**TRAVAIL DEMANDÉ**
Rédigez la suite du texte sur l'économie verte et la Conférence Rio+20, en partant de sa dernière phrase.
== BLOC DE TEXTE
À l’origine de la proposition, le représentant de l’Égypte a argué qu’il faut évaluer les risques, les défis et les avantages de l’économie verte pour éviter que Rio+20 ne soit un exercice normatif profitable aux seuls riches.
Prévue en 2012, soit vingt ans après le Sommet de la Terre de Rio et Action 21, texte fondateur qui a assis le développement durable sur les trois piliers de la croissance économique, du progrès social et de la protection de l’environnement, la Conférence Rio+20 aura pour thème « l’économie verte dans le cadre du développement durable et de l’élimination de la pauvreté ».
Elle se réfléchira également au nouveau « cadre institutionnel du développement durable nécessaire pour combler les fossés actuels entre engagements nationaux et internationaux », question qui a fait l’objet d’une autre série de discussions aujourd’hui.
L’urgence d’une transition vers une économie à faible émission de carbone ne fait aucun doute et la transition vers une économie verte se présente non pas comme une alternative, mais comme la voie obligée, a estimé le représentant du Sénégal.
Si aucune délégation ne s’est opposée à ce postulat, nombreux ont été ceux qui ont voulu en savoir plus sur le lien entre croissance verte et développement durable. Le concept est séduisant, a commenté le représentant de la Fédération de Russie, mais il ne dit rien sur les moyens de parvenir au développement durable.
Avec d’autres délégations, il a relevé que le concept ignore le pilier « progrès social » du développement durable au profit de l’économie et de l’environnement. Qu’en est-il du risque de néolibéralisme vert, craint par la Bolivie, ou de protectionnisme vert, décelé par le représentant de la Chine.
La transition vers une économie verte, a prévenu le représentant du Yémen, au nom du Groupe des 77 et de la Chine, ne doit pas être assortie de conditions ni de paramètres susceptibles de générer des restrictions unilatérales ou injustifiées dans le domaine du commerce, du financement ou encore de l’aide public au développement.
À priori, une telle économie ne pourrait que profiter aux pays développés, du fait de leur maîtrise des technologies vertes et de leurs plus grandes ressources humaines et financières, a estimé la représentante de Grenade.
Premier pays à avoir élaboré une stratégie nationale de croissance verte*, la République de Corée a axé ses efforts sur l’industrie, l’énergie et l’investissement. Sa stratégie vise à maintenir des activités économiques productives tout en réduisant l’utilisation de l’énergie et des ressources; à limiter la pression sur l’environnement due à l’utilisation de l’énergie et des ressources; et à investir dans l’environnement pour relancer la croissance économique.
Si les deux premiers objectifs suivent le principe habituel de la dissociation entre croissance économique et dégradation de l’environnement, le troisième est un objectif plus stratégique qui est de faire de la République de Corée un des premiers promoteurs des nouvelles industries et technologies vertes.
La transition à l’économie verte ne se fera pas sur un modèle unique. Elle sera forcément diversifiée, a commenté le représentant du Sénégal.
====
== DONNÉES FOURNIES
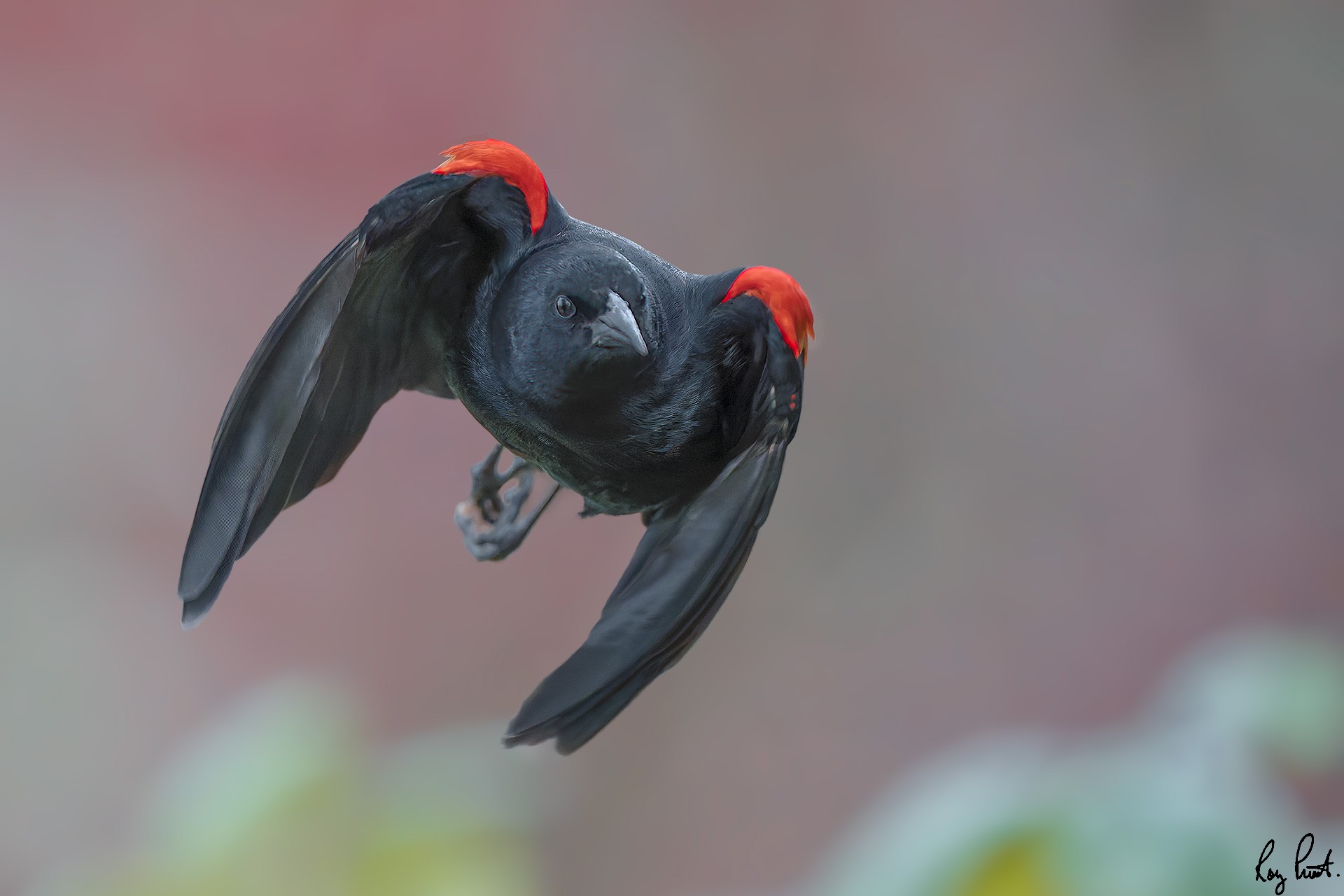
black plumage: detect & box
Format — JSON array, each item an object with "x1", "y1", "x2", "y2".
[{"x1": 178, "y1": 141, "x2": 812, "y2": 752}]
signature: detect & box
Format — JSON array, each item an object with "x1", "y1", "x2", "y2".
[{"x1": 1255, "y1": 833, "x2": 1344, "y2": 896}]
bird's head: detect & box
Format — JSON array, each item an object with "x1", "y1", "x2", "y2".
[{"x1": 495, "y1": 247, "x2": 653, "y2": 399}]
====
== DONNÉES FOURNIES
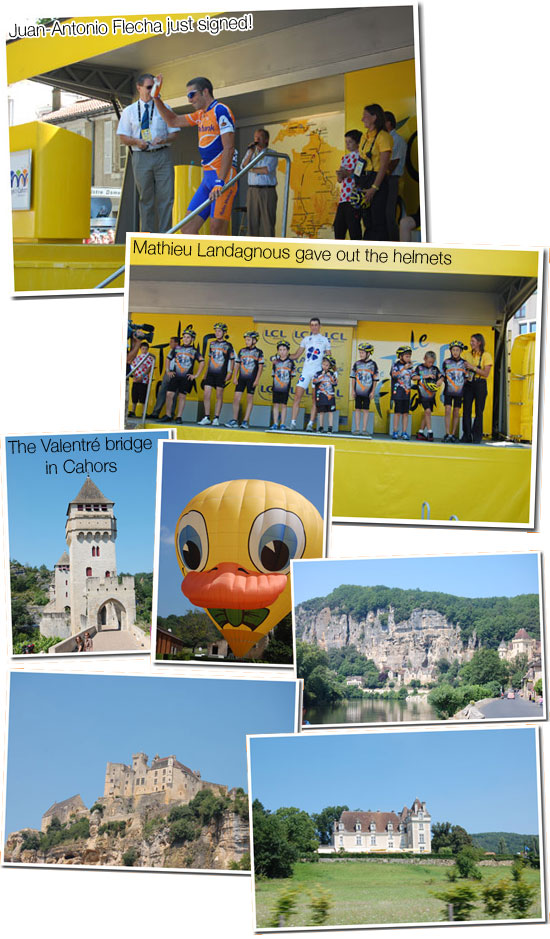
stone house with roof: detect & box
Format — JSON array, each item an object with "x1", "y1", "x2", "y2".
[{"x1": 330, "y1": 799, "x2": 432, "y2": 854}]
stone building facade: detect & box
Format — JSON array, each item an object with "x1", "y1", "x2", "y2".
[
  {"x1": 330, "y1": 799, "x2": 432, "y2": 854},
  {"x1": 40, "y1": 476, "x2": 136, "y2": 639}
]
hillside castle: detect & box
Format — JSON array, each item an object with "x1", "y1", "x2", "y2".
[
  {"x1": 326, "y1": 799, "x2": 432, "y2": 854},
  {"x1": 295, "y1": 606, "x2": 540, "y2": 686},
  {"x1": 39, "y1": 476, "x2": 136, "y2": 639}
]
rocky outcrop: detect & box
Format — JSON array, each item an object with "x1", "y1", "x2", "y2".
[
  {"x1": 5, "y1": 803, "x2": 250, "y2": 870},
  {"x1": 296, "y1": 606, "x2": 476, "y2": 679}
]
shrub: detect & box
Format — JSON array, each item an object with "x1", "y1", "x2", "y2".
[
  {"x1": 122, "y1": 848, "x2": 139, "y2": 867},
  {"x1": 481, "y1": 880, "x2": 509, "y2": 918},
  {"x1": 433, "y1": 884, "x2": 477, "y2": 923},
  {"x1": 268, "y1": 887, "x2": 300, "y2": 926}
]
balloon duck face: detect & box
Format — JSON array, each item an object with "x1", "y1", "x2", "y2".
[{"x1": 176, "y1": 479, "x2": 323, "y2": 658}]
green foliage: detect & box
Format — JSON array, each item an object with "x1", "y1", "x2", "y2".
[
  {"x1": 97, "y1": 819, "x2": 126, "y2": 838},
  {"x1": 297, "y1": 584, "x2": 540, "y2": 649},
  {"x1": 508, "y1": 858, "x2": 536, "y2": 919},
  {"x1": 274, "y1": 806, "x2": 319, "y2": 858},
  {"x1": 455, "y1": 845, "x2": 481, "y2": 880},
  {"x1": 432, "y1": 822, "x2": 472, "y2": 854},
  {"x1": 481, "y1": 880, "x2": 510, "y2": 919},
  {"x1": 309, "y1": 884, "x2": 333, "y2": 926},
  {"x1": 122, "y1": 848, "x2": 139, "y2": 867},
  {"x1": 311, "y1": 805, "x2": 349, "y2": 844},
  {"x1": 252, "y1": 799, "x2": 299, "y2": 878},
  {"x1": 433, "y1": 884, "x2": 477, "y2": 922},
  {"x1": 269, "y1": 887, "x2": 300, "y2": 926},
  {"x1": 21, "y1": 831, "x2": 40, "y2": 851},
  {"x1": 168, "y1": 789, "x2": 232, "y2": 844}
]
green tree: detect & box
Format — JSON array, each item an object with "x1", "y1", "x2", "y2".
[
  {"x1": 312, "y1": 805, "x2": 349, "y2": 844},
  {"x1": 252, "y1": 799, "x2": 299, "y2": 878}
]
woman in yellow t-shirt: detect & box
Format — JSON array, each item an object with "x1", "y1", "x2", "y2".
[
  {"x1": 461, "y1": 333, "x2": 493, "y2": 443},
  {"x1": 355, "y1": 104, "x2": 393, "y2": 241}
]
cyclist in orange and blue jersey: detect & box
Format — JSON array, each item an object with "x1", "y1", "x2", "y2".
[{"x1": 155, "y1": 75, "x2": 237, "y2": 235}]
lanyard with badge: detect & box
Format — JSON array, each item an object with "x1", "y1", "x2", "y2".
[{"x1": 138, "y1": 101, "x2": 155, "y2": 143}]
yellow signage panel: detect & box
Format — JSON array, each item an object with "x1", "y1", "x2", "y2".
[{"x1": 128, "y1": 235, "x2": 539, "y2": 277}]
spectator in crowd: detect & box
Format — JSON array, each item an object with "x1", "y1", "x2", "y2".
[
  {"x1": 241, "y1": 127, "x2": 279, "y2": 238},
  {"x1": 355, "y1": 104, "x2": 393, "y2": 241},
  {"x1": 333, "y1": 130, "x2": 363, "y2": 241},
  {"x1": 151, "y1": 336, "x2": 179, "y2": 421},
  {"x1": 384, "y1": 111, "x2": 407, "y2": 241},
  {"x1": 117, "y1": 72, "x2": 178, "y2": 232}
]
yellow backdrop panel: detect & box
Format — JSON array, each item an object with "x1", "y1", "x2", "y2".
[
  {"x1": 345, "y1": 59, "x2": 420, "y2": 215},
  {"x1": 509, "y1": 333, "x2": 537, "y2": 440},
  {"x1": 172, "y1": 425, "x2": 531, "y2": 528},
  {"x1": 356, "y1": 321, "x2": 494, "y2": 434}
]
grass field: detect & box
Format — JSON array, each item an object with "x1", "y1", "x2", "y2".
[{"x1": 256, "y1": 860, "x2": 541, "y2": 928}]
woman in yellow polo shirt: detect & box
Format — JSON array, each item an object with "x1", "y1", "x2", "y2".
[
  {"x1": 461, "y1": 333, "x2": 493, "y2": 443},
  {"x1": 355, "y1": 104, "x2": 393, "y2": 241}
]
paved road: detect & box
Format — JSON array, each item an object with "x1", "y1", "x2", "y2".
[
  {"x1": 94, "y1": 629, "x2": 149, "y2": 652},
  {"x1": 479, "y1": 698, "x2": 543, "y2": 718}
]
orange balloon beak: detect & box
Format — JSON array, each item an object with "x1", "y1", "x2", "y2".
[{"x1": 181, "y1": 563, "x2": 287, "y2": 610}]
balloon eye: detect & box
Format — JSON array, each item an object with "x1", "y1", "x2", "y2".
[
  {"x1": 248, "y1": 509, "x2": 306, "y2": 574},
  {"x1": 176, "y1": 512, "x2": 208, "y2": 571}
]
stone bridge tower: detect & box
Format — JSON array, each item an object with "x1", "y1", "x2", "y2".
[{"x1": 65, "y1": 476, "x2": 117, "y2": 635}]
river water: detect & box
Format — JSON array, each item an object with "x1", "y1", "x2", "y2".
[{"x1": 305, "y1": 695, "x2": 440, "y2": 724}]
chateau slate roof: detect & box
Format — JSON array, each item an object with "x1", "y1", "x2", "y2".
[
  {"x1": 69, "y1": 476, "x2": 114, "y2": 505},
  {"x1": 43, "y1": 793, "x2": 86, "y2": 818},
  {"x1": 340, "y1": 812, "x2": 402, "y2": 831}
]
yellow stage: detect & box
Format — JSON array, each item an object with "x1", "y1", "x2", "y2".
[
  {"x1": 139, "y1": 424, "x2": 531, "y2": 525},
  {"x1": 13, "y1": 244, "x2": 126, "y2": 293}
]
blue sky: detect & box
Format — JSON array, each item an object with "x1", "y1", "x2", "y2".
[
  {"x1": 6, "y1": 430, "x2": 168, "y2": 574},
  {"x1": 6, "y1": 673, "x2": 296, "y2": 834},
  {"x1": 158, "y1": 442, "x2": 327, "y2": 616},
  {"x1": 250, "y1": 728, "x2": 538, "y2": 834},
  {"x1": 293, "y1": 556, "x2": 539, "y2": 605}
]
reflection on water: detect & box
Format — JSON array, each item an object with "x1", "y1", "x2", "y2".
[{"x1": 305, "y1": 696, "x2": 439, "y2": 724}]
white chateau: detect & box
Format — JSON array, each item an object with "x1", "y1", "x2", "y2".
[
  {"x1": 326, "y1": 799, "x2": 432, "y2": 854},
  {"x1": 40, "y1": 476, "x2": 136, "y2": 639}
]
====
**RÉSULTAT**
Le Comité préparatoire poursuivra ses travaux demain, mercredi 19 mai, à partir de 10 heures.
* A/CONF.216/PC/2
PROGRÈS RÉALISÉS ET LACUNES RESTANT À COMBLER AU NIVEAU DE LA MISE EN ŒUVRE DES TEXTES ISSUS DES GRANDS SOMMETS RELATIFS AU DÉVELOPPEMENT DURABLE, ET ANALYSE DES THÈMES DE LA CONFÉRENCE
Discussions sur le thème « L’économie verte dans le contexte du développement durable et de l’élimination de la pauvreté »
Évoquée hier lors de l’ouverture des travaux du Comité préparatoire, la notion d’« économie verte », un des deux thèmes principaux de la Conférence Rio+20, a suscité des discussions animées aujourd’hui. Les délégations ont proposé leur définition du concept et évoqué les défis liés à la transition vers une économie de ce type.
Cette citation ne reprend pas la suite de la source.